**** Text ****
Filmstill aus Robolove (DOK Leipzig 2019): Ein Mann und eine Roboter Frau sitzen an einem Tisch und sehen sich an. Die Roboterfrau trägt ein schwarzes Jackett.

© Nikolaus Geyrhalter Filmproduktion

Mehrheitlich sind es hier übrigens Männer, die wiederum mit erdrückender Mehrheit eindeutig weiblich gegenderte Roboter erschaffen. Und auch hier wird es wieder deutlich: Künstliche Intelligenz ist keine Weiterentwicklung des Vorhandenen, sondern seine Reproduktion, inklusive kultureller und soziologischer Kategorien und dementsprechend auch Diskriminierungsformen und Machtverhältnisse. Obwohl Maria Arlamovsky als Person in ihrem Film unsichtbar bleibt, als Filmemacherin eine gänzlich beobachtende Position einnimmt, ist ihre Haltung insbesondere zu diesem Geschlechteraspekt durch die Auswahl und Montage des Materials doch spürbar kritisch.

Dennoch bleibt die Frage nach der Geschlechtlichkeit von künstlicher Intelligenz nur eine von vielen, die leider etwas diffus durch den Film wabern. Arlamovsky versucht, zu viele Bereiche und Aspekte der künstlichen Intelligenz abzudecken, springt von japanischen Laboren zu südamerikanischen Sexarbeiterinnen und verzichtet dabei grundsätzlich auf Informationstafeln, die uns die einzelnen Protagonist:innen vorstellen würden. Dramaturgisch gibt sie ihrem Publikum zu wenig an die Hand, um in diesem Dschungel aus – teils beeindruckenden, teils verstörenden – Eindrucken einen roten Faden zu finden. So aber verpuffen auch die viele klugen Gedanken, die die Sprecher:innen des Films artikulieren. Eine klarere inhaltliche Linie, ein stärkerer Fokus auf einen einzelnen Aspekt – sei es Gender oder die Frage nach der arbiträren Trennlinie zwischen Mensch und Maschine – hätten dem Film gut getan.
**** Daten ****
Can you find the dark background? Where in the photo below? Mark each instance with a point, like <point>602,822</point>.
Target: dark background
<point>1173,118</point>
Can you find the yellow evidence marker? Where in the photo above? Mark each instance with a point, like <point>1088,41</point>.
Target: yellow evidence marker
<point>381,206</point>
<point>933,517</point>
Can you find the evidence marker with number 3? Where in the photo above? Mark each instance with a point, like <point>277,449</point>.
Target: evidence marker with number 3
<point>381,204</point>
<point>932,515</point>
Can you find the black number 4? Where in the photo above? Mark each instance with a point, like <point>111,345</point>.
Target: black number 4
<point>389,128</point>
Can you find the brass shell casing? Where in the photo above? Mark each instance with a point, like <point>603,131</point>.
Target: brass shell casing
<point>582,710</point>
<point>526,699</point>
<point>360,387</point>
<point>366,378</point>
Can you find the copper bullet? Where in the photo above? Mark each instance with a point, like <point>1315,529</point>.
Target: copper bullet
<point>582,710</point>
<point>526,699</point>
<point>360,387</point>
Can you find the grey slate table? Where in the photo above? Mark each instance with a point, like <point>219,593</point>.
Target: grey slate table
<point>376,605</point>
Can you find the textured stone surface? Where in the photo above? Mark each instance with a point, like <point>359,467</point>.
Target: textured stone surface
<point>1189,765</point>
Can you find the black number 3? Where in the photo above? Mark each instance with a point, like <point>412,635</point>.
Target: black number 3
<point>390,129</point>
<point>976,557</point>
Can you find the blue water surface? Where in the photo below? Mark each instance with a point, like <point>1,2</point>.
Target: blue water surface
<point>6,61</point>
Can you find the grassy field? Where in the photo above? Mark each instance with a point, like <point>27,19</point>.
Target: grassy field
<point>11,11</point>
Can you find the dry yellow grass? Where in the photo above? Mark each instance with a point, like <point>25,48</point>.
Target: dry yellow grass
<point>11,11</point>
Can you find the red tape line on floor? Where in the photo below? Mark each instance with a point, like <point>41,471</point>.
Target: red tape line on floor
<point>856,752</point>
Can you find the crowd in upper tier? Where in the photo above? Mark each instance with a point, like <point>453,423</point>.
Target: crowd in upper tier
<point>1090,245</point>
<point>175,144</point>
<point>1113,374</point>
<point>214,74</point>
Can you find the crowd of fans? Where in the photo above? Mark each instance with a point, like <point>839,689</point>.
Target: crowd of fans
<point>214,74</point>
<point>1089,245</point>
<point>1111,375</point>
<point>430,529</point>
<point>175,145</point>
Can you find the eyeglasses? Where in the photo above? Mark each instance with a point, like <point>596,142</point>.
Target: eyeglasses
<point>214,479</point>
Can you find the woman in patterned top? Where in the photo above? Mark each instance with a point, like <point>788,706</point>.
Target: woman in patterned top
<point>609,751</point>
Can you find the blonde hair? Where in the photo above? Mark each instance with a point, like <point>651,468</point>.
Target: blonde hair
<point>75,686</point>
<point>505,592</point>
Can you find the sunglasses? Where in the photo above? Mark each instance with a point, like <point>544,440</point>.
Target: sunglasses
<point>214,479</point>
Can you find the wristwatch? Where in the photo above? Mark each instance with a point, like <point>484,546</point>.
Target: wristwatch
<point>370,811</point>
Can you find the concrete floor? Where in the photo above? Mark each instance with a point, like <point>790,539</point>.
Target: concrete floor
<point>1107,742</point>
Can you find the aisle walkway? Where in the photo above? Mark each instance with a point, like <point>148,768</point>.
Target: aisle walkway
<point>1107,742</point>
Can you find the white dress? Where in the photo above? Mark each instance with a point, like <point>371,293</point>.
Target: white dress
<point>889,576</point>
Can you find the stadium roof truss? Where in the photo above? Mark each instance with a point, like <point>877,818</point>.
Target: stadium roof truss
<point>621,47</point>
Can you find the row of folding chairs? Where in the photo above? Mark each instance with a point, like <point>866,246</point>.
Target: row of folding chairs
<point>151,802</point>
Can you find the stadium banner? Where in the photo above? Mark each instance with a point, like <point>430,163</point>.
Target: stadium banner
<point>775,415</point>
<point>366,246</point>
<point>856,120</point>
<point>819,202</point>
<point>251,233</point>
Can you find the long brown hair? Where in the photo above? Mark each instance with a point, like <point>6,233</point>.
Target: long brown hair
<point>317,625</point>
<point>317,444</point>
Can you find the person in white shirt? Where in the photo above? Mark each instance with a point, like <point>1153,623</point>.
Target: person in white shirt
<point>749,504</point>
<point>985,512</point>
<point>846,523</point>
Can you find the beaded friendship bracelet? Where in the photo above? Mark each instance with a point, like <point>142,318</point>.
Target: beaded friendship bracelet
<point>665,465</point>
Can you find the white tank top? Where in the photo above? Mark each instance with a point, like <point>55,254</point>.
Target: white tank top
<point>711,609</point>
****
#### Gegebene Aufgabe:
Gib bitte den Abschnitt der Filmkritik wörtlich wieder, der mit „Mehrheitlich sind es“ beginnt und sich bis einschließlich „doch spürbar kritisch.“ fortsetzt. Die Daten stehen in keinem Zusammenhang mit der Filmkritik.

#### Lösung:
Mehrheitlich sind es hier übrigens Männer, die wiederum mit erdrückender Mehrheit eindeutig weiblich gegenderte Roboter erschaffen. Und auch hier wird es wieder deutlich: Künstliche Intelligenz ist keine Weiterentwicklung des Vorhandenen, sondern seine Reproduktion, inklusive kultureller und soziologischer Kategorien und dementsprechend auch Diskriminierungsformen und Machtverhältnisse. Obwohl Maria Arlamovsky als Person in ihrem Film unsichtbar bleibt, als Filmemacherin eine gänzlich beobachtende Position einnimmt, ist ihre Haltung insbesondere zu diesem Geschlechteraspekt durch die Auswahl und Montage des Materials doch spürbar kritisch.